**Task requirements**
All lines from the one with "Expected: for every instance of the white flower" to the end of the entries below must be written out exactly. Leave out any other line.

[Entries supplied — start]

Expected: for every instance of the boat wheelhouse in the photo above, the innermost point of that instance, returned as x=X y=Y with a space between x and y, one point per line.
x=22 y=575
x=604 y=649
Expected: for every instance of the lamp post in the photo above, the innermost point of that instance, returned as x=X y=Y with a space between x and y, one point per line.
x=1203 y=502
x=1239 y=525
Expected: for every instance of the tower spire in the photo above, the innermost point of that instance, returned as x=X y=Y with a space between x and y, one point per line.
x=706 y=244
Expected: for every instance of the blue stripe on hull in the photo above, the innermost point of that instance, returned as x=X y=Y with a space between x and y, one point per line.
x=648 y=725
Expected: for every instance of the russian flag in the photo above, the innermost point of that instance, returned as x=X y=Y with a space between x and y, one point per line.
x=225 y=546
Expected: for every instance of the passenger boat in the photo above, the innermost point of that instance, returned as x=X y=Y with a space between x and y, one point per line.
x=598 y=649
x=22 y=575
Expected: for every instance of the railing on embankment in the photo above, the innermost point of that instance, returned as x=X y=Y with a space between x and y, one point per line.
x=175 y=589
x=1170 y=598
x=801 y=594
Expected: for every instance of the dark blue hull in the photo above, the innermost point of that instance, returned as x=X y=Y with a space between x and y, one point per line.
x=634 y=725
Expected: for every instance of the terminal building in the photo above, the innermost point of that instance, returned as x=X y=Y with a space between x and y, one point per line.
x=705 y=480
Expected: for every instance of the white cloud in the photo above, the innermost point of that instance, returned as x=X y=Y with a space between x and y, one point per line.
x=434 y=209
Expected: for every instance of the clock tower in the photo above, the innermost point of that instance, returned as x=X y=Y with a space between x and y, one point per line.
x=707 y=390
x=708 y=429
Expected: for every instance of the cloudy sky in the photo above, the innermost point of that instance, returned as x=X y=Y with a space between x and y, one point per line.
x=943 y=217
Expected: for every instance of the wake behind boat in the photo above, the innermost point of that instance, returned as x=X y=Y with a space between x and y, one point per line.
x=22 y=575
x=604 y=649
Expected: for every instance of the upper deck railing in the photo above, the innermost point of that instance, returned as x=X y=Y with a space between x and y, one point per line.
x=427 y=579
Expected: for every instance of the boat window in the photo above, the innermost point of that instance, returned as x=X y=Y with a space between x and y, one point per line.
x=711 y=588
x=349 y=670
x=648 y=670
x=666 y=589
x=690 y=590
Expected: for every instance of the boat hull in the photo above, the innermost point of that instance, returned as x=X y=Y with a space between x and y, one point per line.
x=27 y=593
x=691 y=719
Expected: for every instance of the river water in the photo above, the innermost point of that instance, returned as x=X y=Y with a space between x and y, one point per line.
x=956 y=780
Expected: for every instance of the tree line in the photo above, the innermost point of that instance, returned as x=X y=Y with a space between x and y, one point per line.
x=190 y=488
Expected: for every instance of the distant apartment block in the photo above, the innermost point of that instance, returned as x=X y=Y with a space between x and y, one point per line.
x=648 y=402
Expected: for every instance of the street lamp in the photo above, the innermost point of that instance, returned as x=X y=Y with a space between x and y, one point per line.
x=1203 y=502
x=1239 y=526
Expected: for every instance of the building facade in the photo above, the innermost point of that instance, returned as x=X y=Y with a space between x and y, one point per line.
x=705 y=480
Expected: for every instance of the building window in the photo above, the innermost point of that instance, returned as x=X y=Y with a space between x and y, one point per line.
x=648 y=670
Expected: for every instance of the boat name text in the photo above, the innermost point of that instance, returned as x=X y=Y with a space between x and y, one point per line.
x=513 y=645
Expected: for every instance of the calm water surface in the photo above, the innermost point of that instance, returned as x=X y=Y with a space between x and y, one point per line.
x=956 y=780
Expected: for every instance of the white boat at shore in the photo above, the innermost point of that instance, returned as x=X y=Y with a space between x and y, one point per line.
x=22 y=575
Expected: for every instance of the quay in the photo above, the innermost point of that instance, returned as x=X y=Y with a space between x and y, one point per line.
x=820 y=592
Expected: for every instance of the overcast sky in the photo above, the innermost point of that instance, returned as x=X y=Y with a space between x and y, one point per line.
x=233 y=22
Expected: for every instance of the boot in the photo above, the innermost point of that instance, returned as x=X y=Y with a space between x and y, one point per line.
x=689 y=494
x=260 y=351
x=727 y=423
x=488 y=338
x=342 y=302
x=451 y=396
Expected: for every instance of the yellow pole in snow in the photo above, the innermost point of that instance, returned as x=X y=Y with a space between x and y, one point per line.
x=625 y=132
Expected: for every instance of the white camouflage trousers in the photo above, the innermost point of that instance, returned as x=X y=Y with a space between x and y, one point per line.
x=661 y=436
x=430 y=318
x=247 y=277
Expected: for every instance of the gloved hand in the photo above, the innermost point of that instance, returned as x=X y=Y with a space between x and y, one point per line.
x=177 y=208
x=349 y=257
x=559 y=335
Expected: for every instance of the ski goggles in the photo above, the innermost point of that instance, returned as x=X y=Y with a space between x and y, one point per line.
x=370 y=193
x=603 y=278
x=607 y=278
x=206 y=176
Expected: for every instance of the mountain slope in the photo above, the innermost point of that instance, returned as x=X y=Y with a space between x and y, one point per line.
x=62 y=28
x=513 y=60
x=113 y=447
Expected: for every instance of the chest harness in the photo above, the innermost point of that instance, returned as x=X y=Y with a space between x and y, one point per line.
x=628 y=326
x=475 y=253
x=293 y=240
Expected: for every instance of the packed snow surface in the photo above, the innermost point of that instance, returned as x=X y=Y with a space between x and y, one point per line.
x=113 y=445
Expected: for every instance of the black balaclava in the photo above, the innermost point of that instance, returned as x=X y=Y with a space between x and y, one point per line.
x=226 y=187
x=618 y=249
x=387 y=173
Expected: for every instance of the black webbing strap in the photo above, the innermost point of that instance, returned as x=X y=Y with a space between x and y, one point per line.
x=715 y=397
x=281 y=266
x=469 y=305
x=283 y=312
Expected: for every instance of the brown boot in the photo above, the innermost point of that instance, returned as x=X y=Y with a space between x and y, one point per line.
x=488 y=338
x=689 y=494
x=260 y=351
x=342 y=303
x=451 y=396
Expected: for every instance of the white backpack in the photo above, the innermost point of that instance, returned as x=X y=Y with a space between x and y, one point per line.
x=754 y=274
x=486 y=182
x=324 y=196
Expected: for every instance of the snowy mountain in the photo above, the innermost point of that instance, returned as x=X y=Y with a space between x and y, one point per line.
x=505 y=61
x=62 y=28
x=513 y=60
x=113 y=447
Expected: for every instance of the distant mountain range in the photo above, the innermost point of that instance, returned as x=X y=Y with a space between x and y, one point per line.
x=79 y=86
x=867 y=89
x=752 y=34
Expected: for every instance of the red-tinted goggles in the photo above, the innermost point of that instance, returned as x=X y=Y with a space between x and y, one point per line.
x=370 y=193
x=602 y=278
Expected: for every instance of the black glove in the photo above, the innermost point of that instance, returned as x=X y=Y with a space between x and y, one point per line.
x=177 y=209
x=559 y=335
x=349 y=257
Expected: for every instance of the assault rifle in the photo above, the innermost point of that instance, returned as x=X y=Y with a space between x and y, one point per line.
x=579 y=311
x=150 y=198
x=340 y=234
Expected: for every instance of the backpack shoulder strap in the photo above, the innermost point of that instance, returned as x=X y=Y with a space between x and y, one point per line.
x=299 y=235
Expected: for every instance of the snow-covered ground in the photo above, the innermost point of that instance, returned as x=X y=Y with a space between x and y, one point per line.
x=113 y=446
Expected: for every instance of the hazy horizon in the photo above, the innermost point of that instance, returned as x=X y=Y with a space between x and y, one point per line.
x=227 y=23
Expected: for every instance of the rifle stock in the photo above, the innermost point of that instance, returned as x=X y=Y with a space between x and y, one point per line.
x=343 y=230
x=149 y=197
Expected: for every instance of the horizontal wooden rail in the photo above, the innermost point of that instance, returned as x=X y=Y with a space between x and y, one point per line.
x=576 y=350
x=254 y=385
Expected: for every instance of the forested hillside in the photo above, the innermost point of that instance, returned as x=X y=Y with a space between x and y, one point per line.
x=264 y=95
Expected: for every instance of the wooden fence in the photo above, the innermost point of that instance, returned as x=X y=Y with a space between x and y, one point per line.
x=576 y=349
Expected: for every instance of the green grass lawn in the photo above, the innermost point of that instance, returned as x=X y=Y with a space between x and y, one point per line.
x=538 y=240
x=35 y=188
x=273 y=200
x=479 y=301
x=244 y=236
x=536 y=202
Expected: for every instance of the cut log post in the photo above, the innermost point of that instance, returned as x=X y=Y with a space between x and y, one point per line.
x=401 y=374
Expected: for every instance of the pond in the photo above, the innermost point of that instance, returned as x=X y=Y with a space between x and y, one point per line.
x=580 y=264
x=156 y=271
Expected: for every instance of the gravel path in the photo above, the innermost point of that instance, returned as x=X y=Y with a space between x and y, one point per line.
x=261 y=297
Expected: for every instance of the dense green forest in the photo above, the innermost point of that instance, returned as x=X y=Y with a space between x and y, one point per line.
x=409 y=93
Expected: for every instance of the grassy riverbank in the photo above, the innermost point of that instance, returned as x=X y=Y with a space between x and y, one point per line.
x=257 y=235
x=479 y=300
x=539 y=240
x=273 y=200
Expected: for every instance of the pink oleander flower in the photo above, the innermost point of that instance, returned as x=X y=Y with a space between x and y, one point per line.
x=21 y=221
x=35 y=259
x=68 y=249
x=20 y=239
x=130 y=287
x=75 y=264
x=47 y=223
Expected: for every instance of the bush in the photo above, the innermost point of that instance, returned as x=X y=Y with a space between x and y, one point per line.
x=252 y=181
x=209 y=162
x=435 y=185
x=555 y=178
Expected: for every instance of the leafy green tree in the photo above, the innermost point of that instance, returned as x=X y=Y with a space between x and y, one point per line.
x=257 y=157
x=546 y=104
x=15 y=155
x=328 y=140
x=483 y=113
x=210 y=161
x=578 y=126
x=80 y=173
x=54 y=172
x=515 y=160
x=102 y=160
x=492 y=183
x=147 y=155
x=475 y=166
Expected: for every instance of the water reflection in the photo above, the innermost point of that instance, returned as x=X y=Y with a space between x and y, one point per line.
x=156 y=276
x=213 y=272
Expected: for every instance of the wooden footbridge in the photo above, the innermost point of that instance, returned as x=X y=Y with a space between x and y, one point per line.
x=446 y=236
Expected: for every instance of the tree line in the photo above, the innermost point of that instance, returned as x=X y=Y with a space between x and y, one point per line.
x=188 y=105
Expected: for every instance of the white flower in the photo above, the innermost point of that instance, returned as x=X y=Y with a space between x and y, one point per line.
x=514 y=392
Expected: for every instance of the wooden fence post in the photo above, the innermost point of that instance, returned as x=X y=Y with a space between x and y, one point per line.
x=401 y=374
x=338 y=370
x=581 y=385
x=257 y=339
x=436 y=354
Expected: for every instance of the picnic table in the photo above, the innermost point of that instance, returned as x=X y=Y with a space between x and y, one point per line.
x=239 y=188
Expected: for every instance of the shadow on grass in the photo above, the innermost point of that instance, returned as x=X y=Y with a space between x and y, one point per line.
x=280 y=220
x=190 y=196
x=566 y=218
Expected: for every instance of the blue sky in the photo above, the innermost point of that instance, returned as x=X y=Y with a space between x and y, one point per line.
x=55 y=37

[Entries supplied — finish]

**Answer section**
Expected: for every instance of the white flower in the photo above, the innermost point of that instance, returned as x=X y=Y with a space between x and y, one point per line.
x=514 y=392
Expected: for every instance of the wooden fence post in the photo above, the innermost point of that instance, returned as x=X y=Y with a space between x and y, one point per line.
x=401 y=374
x=338 y=370
x=581 y=385
x=257 y=339
x=436 y=354
Expected: for every instance of the picnic table in the photo above, the innermost point of that instance, returned as x=X y=Y with a space between x and y, one point per line.
x=239 y=188
Expected: for every instance of the shadow on grass in the photo above, the innermost point of that instance, returned as x=X y=Y with a space between x and y, one point per line.
x=280 y=220
x=190 y=196
x=566 y=218
Expected: for every instance of the blue sky in the photo above, the innermost point of that instance, returned as x=X y=Y with a space between x and y, one point per line.
x=55 y=37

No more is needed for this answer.